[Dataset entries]
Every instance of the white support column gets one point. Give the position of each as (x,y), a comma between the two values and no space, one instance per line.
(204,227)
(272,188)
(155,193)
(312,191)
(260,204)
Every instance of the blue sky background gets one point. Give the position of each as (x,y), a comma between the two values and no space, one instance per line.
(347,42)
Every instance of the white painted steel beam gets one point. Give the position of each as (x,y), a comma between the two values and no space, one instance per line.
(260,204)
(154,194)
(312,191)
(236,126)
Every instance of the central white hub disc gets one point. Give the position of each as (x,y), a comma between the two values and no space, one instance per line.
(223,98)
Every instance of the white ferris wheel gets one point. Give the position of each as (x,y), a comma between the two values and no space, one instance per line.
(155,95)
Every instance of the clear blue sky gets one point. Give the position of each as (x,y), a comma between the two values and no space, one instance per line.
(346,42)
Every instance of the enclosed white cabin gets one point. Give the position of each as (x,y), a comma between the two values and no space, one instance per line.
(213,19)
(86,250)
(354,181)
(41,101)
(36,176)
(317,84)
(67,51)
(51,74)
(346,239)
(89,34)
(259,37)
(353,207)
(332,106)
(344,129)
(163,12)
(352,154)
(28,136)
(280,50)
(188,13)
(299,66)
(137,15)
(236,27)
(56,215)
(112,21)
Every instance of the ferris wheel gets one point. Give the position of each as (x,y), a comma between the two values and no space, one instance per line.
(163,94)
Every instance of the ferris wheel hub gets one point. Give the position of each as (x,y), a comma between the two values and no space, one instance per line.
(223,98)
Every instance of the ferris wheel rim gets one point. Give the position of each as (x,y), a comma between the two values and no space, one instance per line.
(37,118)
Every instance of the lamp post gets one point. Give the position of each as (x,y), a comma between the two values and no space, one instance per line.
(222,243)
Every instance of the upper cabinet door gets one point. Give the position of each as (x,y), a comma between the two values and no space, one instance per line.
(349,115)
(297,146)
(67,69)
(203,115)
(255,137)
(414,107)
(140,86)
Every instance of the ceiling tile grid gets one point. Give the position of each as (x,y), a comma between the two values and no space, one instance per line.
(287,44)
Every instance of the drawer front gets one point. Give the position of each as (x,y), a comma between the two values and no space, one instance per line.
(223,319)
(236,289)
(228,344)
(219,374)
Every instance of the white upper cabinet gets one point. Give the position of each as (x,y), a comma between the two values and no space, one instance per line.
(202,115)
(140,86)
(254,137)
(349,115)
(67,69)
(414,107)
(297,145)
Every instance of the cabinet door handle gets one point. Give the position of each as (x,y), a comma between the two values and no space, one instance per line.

■ **Exercise directions**
Each entry above should be retyped exactly, with nothing missed.

■ **Answer section**
Every instance of the white support column gets one point. Give the position of each as (x,y), a comma between the two values and no space, one instance per line.
(204,227)
(272,188)
(155,193)
(312,191)
(260,204)
Every instance of the blue sky background gets one point. Give the position of each as (x,y), a comma between the two values and no space, one instance per line.
(347,42)
Every instance of the white painted steel beam gets one point. Give the position of each as (x,y), a comma between the two values and no space, one instance per line.
(260,204)
(154,194)
(312,191)
(236,126)
Every instance of the central white hub disc gets one point. Give the position of each as (x,y), a comma between the two values and no space, one instance per line.
(223,98)
Every instance of the white ferris wheel gets one point. Give the position of each as (x,y), a comma between the two values and no space, one instance per line.
(155,95)
Every instance of the clear blue sky gets one point. Give the position of each as (x,y), a comma between the two values and no space, one instance per line.
(346,42)
Every instance of the enclosed white cabin gets one point. Give the position of each as (x,y), a comma between the two values and no space, one instance per line.
(213,19)
(86,250)
(354,181)
(41,101)
(36,176)
(317,84)
(67,51)
(51,74)
(346,239)
(89,34)
(259,37)
(353,207)
(332,106)
(344,129)
(163,12)
(352,154)
(28,136)
(280,50)
(188,13)
(299,66)
(137,15)
(236,27)
(56,215)
(112,21)
Every instance of the ferris wheel gets one point. Give the position of each as (x,y), a comma between the two values and no space, one instance per line.
(163,94)
Every instance of the ferris wheel hub gets one point. Give the position of each as (x,y), a comma between the two values and no space, one instance per line.
(223,98)
Every instance of the ferris wheel rim gets one point. Give the position of each as (x,y), a comma between the two values and no space, one instance per line.
(37,118)
Every instance of the lamp post gets one point. Give the position of each as (x,y), a comma between the two values and no space, one instance per line.
(222,243)
Every instance of the upper cabinet door gets one point. Give the position of each as (x,y), a comma between the two values and no space, one instance per line.
(349,115)
(297,146)
(67,69)
(203,115)
(255,137)
(414,107)
(140,86)
Every instance of the ceiling tile grid gets one point. Give the position of each as (x,y), a comma between the two values and no space, one instance per line.
(287,44)
Every instance of the drawer front gets one point. Give the position of each as (x,y), a comma between the two values and no space, one instance per line.
(223,319)
(236,289)
(228,344)
(219,374)
Every instance of the white upper cabinet gets one point. Give the position of each as (x,y), a comma between the two values and no space, one instance per line.
(202,115)
(140,86)
(254,137)
(349,115)
(67,69)
(414,107)
(297,145)
Every instance of the cabinet door handle gets one point. Give the position of each as (x,y), a comma between the two values and no space, one instance per line.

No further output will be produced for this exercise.